**What needs to be done**
Count the rows below that contain the string "then". Reply with the number alone.

(Information Opens)

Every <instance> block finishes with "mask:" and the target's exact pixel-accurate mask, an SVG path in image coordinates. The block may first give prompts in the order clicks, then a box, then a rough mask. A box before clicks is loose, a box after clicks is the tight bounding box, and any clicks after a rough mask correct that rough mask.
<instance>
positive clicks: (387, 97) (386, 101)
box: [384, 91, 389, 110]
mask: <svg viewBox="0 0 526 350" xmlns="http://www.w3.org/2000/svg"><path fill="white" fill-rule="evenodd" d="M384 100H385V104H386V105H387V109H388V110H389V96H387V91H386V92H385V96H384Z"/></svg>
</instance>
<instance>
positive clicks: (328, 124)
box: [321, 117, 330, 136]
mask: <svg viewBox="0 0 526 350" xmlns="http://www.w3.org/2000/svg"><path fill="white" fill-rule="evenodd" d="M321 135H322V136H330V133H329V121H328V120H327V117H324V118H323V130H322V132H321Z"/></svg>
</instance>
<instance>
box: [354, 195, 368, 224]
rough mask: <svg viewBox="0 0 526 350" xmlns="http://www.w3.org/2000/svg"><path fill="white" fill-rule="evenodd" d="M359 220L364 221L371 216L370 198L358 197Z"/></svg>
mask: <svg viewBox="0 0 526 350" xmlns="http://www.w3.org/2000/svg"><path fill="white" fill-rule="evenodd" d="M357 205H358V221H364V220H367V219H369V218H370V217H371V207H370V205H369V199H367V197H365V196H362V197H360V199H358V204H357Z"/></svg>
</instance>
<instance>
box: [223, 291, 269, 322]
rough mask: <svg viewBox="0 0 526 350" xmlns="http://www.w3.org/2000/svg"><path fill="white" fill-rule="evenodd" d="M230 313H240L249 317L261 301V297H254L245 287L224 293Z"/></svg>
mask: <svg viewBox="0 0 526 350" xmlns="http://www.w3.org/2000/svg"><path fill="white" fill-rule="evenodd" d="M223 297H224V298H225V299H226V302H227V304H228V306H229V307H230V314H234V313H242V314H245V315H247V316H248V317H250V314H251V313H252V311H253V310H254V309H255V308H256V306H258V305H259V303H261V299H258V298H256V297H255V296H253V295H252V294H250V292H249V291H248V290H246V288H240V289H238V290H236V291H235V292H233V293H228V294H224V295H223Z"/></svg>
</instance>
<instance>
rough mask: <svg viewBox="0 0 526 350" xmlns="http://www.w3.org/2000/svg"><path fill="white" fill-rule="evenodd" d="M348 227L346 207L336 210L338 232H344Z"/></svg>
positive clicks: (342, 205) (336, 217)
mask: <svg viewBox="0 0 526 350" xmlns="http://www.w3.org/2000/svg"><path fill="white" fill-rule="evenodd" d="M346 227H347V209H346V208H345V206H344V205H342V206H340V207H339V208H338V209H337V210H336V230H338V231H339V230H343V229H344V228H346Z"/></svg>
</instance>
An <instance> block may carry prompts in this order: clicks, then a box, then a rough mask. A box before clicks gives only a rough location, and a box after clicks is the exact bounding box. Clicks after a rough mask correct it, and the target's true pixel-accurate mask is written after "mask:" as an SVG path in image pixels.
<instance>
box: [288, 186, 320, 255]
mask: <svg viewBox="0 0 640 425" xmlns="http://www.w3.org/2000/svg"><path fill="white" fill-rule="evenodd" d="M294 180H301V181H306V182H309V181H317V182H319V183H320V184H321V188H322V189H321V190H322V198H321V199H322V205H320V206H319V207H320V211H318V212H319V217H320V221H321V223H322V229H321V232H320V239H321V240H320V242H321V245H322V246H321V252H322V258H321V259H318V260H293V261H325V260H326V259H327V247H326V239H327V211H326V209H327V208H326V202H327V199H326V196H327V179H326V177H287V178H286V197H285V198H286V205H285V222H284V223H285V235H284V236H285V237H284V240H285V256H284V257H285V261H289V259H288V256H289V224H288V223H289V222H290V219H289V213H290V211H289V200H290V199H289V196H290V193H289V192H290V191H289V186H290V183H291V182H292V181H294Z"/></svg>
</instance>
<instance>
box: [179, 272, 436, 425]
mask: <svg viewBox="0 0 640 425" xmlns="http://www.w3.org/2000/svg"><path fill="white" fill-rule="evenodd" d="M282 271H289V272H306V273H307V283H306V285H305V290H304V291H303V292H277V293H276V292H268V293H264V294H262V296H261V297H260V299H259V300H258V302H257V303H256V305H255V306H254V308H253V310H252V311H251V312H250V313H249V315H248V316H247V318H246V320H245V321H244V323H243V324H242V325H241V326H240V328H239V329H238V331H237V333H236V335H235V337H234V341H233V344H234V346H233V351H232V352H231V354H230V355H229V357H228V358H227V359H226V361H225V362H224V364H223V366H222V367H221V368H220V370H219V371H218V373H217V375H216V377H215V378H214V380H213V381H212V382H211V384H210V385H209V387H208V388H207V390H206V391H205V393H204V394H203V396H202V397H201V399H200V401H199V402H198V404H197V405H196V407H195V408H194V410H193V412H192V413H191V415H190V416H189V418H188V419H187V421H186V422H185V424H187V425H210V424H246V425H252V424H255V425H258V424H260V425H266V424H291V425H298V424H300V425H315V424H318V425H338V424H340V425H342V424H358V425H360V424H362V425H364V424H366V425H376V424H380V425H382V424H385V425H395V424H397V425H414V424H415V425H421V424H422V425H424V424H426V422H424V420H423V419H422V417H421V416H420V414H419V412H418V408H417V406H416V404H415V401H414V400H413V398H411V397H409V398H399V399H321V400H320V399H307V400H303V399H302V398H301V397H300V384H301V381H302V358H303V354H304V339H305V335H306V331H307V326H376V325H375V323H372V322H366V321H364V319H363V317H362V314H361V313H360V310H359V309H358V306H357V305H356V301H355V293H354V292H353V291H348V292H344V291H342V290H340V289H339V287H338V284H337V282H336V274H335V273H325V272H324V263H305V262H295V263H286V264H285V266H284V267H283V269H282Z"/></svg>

(Information Closes)

**Written solution**
2